WHAT TO DO
- a) In the passage on how Covid will be remembered, what overwhelmed the pandemic in 1919 and 1920?
- b) Resume the passage on how Covid will be remembered, picking up right after its final sentence.

EXTRACT TO READ
In 10 or 20 or 30 years, what will be recalled of this pandemic? What precautions, quirks and stylistic imprints will survive? There are pandemic novels but now there are post-pandemic novels. Far easier to elide the period entirely, to consign it to the past. Cinema and television are the same. The Covid episodes of Law & Order – the telegenic cops darting around in their masks, only to drop them when speaking – will end up as visual trivia, curiosities for befuddled future viewers. In 1919 and 1920, the close memories of the first world war overwhelmed the pandemic, and it was the shellshocked generation that came to dominate, with the flu as a footnote, even as it killed many millions.

War, in one sense, was easier to conceptualize. It was loud and visible, of inarguable physical consequence. This kind of death could not happen in the shadows, in hushed bedrooms. A pandemic-ravaged city, in 1918 or 2020, did not lose its office buildings, schools and churches. There were no bombs or airplanes, no smoke plumes or flaming rubble. September 11’s death toll was only a small fraction of Covid’s in New York, but there will probably be no comparable memorial for the more than 40,000 dead. There is no single day to remember them all and no gathering place to recall the lives they lived.

September 11, like war, was a shock event, mass horror condensed and in plain view – the buildings exploded, then collapsed, the smoke cloud hanging for months. Blame was easily conjured and new disastrous wars were launched abroad. The surveillance state was hyper-charged into being, and history was inexorably wrenched in a new direction. Twenty-one years later, we are still taking off our shoes in airports. Armored police bearing assault rifles are now a banal sight.

Covid, conversely, seems fated to fade. It is more difficult to grasp on to. Since it was so disruptive to ordinary life, its rituals are easier to leave behind. We want our holiday dinners. We want to visit grandparents in nursing homes. We want movie theaters. We want the classroom. We want faces, smiling, that we can always see. Remembrance for a single day is simple enough: Pearl Harbor, the Kennedy assassination, 9/11, dates to be ticked off at proper times. Years are another matter. The human minds struggles against death at such a scale.

SUPPLIED INFORMATION

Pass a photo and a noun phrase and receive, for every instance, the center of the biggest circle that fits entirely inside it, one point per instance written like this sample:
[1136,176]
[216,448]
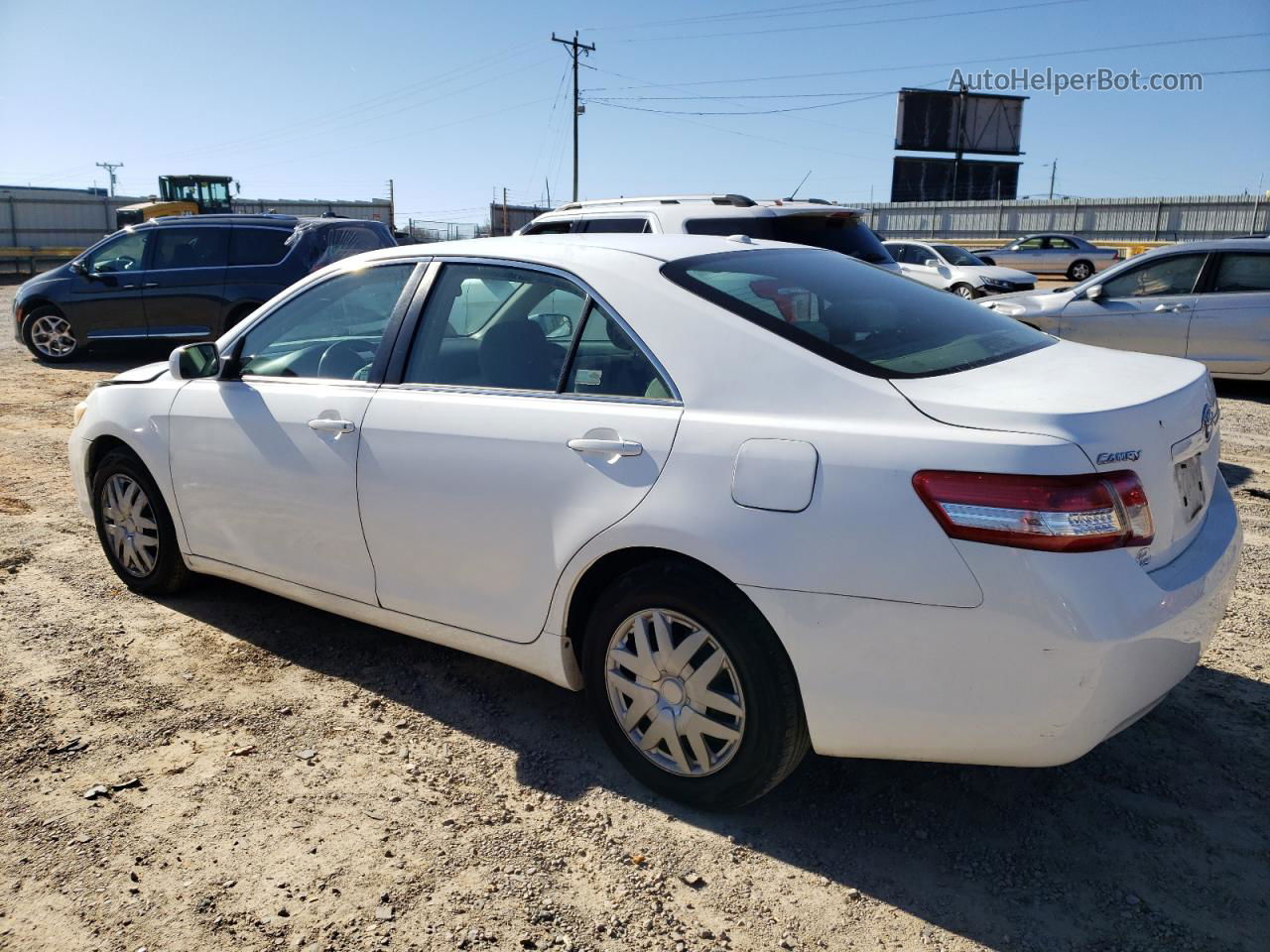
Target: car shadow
[1010,858]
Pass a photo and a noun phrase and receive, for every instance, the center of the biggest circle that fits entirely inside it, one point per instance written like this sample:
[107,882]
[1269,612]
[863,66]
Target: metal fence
[1165,218]
[60,218]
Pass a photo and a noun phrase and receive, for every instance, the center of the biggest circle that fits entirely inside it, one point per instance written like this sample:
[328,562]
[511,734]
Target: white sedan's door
[1144,308]
[477,480]
[264,467]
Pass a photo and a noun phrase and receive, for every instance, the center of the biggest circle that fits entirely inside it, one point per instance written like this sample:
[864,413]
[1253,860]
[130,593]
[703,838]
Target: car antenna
[799,185]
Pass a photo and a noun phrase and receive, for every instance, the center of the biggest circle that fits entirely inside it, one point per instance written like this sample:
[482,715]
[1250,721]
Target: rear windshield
[860,317]
[837,231]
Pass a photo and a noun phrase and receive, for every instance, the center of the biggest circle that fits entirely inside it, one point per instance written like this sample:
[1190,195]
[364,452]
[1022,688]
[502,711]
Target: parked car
[1052,254]
[873,521]
[178,278]
[812,222]
[952,268]
[1205,299]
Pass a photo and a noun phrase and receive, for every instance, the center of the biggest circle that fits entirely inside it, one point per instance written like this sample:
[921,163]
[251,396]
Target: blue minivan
[180,278]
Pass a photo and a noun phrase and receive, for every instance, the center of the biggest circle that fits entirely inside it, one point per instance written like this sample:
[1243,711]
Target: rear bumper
[1064,653]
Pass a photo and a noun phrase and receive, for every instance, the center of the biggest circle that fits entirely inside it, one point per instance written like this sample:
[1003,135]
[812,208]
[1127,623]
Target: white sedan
[753,498]
[952,268]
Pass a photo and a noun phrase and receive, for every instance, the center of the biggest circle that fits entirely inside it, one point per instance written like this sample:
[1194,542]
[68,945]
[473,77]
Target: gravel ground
[280,777]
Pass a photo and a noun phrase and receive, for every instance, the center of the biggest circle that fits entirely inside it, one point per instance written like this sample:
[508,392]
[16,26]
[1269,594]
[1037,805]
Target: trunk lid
[1155,416]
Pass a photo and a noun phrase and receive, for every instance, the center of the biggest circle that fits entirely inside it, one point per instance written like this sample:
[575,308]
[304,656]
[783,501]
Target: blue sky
[454,100]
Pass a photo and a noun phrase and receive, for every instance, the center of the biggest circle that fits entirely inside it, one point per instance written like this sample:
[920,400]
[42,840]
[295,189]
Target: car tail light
[1053,513]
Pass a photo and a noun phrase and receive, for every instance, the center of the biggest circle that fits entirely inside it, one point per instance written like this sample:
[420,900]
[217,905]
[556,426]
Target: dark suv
[180,278]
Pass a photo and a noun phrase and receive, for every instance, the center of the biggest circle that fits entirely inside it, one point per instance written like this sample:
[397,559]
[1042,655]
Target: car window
[610,363]
[258,245]
[550,227]
[331,330]
[624,226]
[1242,272]
[125,253]
[495,326]
[190,248]
[855,316]
[834,231]
[1175,275]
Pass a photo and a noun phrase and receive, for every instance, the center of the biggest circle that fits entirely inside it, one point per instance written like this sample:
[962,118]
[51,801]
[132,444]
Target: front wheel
[1080,271]
[691,688]
[135,527]
[49,335]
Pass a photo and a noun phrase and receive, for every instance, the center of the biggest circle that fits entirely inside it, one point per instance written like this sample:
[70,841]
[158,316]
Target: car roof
[547,248]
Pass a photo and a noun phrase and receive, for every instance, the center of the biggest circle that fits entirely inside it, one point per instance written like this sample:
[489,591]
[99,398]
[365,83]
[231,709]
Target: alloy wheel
[130,525]
[51,335]
[675,692]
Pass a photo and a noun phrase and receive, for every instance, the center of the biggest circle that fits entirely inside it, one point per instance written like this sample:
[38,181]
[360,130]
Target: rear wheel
[135,527]
[49,335]
[1080,271]
[691,688]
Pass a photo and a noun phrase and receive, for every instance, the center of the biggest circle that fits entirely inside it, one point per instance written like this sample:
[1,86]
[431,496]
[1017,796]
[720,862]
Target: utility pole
[109,168]
[575,49]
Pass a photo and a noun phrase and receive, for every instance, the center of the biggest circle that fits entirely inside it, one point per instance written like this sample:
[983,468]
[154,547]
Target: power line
[947,62]
[769,31]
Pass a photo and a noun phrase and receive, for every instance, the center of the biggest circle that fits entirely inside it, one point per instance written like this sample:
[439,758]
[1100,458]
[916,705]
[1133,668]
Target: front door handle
[608,447]
[324,424]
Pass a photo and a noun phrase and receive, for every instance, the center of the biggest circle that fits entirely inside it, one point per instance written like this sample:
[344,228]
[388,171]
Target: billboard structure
[957,122]
[919,178]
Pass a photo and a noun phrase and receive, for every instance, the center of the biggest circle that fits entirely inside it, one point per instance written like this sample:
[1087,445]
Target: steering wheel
[340,361]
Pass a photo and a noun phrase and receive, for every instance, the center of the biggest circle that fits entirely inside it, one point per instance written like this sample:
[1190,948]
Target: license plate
[1189,475]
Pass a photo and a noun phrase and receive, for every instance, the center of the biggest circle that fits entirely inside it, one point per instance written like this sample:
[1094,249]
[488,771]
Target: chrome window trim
[589,291]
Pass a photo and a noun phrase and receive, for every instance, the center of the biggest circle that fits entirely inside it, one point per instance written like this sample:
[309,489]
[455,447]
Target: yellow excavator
[181,194]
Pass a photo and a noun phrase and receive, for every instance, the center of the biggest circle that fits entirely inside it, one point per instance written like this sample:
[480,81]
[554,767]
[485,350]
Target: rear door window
[858,317]
[1242,272]
[258,245]
[190,248]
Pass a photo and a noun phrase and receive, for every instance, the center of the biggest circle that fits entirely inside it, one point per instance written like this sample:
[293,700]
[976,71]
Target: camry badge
[1124,456]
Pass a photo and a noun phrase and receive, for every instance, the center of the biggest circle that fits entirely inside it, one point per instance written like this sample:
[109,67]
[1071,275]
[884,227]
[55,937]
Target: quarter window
[1175,275]
[1242,272]
[190,248]
[126,253]
[333,330]
[258,245]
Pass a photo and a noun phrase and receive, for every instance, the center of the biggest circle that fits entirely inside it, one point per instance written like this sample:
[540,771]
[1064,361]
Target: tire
[127,507]
[49,335]
[1080,271]
[751,708]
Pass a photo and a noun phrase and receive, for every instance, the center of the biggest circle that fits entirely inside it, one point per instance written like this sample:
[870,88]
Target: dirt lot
[303,780]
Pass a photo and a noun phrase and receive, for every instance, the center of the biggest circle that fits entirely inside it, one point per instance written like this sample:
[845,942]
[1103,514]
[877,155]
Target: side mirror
[194,361]
[554,325]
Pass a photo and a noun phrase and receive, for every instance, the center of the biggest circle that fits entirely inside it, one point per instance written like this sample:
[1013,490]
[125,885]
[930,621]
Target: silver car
[1205,299]
[1052,254]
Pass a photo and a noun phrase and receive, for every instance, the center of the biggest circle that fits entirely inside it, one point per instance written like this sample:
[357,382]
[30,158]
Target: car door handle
[324,424]
[608,447]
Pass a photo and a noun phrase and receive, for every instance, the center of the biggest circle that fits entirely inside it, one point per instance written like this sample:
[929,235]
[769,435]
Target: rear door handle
[608,447]
[324,424]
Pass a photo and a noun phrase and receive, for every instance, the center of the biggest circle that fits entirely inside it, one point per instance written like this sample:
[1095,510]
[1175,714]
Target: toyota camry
[752,498]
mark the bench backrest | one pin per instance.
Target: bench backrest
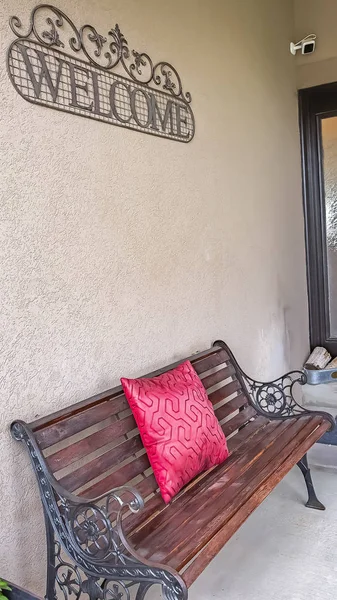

RESULTS IN ORDER
- a) The close memories of the first world war.

- b)
It’s plausible that Covid will not leave much of a mark on even the second half of the 2020s. Unlike 9/11, there are far fewer documentaries, books and movies to remind us of what was left behind. If Covid became highly politicized, America’s tribalism infecting debates on masks and vaccines, the pandemic itself is fast losing its salience as campaign fodder.

Compared with 9/11, there are fewer Manichean claims to make – Republicans like George W Bush and Rudy Giuliani would exploit the tragedy for years afterward – and the debates of 2021 couldn’t even carry forward into 2022. Republicans were triumphant last fall as they bludgeoned Democrats for supporting the extensive closure of public schools. But the issue hardly registered this year, as voters turned to abortion, crime and inflation. Liberals don’t seem to be masking more readily than conservatives this winter. It is fitting that Dr Anthony Fauci, one totem of this era, is retiring.

For some, Covid’s lack of an imprint on the public consciousness going forward – its failure to register like past catastrophes – is to be lamented. It’s true that the federal government must do far more to prepare for the next pandemic. Vaccine and treatment research should be generously funded. Nursing homes must have stronger protocols. Elected leaders and bureaucrats cannot forget.

Others, though, can be forgiven if they want to slowly regain what they lost in these past two years and nine months. Life can only exist for so long on emergency footing. The post-pandemic future is beckoning and most Americans are going to race there as quickly as they can, just as their ancestors fled from the shadow of the flu.